:: Extract provided ::

Research/Study Research/Study

Broadcast news’ coronavirus coverage has ignored Trump's 2018 firings of pandemic response leadership

  • The flagship morning shows and evening news programs on ABC, CBS, and NBC have ignored President Donald Trump’s firings of the “entire pandemic response chain of command” in 2018 during their coverage of the coronavirus over the last two weeks.

    Following the 2014 Ebola outbreak, the Obama administration “set up a permanent epidemic monitoring and command” group at the Department of Homeland Security and the National Security Council to coordinate policies among key federal agencies and respond to potential global pandemics. But as Foreign Policy explained:

  • In May 2018, Trump ordered the NSC’s entire global health security unit shut down, calling for reassignment of Rear Adm. Timothy Ziemer and dissolution of his team inside the agency. The month before, then-White House National Security Advisor John Bolton pressured Ziemer’s DHS counterpart, Tom Bossert, to resign along with his team. Neither the NSC nor DHS epidemic teams have been replaced.

  • The cuts may hobble the United States’ ability to respond to the growing coronavirus crisis, but viewers of ABC’s Good Morning America and World News Tonight, CBS’ This Morning and Evening News, and NBC’s Today and Nightly News wouldn’t know that important context.

    Media Matters reviewed morning and evening news segments about the coronavirus from the three major broadcast networks that also mentioned any aspect of the Trump administration’s response to the epidemic over the past two weeks. We found no coronavirus stories that mentioned the Trump administration's response until February 24; from February 24 through 9 a.m. February 27, we found 19, none of which mentioned the 2018 firings.

:::

Work instructions
• 1. In the study on broadcast coronavirus coverage, when did Trump order the NSC's global health security unit shut down?
• 2. Shorten the paragraph of the study on broadcast coronavirus coverage that begins "Media Matters reviewed morning and evening news segments" while keeping its main facts.
• 3. Carry the study on broadcast coronavirus coverage forward from its last sentence.

:: Material supplied ::

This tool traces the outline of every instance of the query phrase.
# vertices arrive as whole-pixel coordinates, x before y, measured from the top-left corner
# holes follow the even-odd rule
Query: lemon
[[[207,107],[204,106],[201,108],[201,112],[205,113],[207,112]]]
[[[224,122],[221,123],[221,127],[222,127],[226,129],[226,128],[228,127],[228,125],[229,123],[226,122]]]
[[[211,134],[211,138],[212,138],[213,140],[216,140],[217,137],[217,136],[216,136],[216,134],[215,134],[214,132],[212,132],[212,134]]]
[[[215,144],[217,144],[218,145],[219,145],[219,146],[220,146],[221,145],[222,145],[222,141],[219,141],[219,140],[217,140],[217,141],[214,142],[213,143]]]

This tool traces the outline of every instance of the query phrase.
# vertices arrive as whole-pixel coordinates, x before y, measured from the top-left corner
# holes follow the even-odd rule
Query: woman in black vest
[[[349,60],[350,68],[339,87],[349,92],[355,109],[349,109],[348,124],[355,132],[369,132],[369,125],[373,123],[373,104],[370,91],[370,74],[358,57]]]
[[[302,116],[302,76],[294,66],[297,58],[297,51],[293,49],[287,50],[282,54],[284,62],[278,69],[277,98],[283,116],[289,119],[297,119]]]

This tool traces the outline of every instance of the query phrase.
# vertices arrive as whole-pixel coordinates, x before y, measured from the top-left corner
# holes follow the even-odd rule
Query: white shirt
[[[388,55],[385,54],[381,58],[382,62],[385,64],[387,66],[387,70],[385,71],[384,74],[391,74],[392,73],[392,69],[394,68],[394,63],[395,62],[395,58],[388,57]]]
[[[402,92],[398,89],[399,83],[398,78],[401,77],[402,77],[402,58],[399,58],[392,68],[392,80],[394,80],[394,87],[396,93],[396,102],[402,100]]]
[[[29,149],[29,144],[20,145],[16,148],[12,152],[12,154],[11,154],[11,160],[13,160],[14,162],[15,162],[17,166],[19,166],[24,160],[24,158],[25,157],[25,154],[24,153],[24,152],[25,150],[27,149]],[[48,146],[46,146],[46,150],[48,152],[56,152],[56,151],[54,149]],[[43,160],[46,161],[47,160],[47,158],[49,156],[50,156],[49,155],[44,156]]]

:::

Answers per task
• 1. May 2018

• 2. Media Matters reviewed two weeks of ABC, CBS, and NBC morning and evening coronavirus segments that mentioned the Trump administration's response. None appeared until February 24. From then through 9 a.m. February 27 there were 19, and none mentioned the 2018 firings.

• 3.
  • Coronavirus segments on broadcast morning shows and evening news since February 24
  • Additionally, just two segments, one on World News Tonight and one on Good Morning America, mentioned the Trump administration's proposed cuts to the Centers for Disease Control and Prevention in 2018. Early that year, the CDC was forced to reduce efforts to combat global disease outbreaks like the coronavirus by 80%. And only two segments, one on World News Tonight and one on This Morning, mentioned Speaker of the House Nancy Pelosi’s (D-CA) comments that the president’s $2.5 billion emergency request was “too late” and “anemic.”

  • Methodology

  • Media Matters searched transcripts in the SnapStream video database for all original programming on ABC’s Good Morning America and World News Tonight, CBS’ This Morning and Evening News, and NBC’s Today and Nightly News for segments that included both of the terms “coronavirus” and “Trump” between February 13 and 9 a.m. on February 27. 

    The graphic includes segments only from February 24 through 9 a.m. on February 27 because we found no coronavirus stories that also included mention of the Trump administration's response until February 24.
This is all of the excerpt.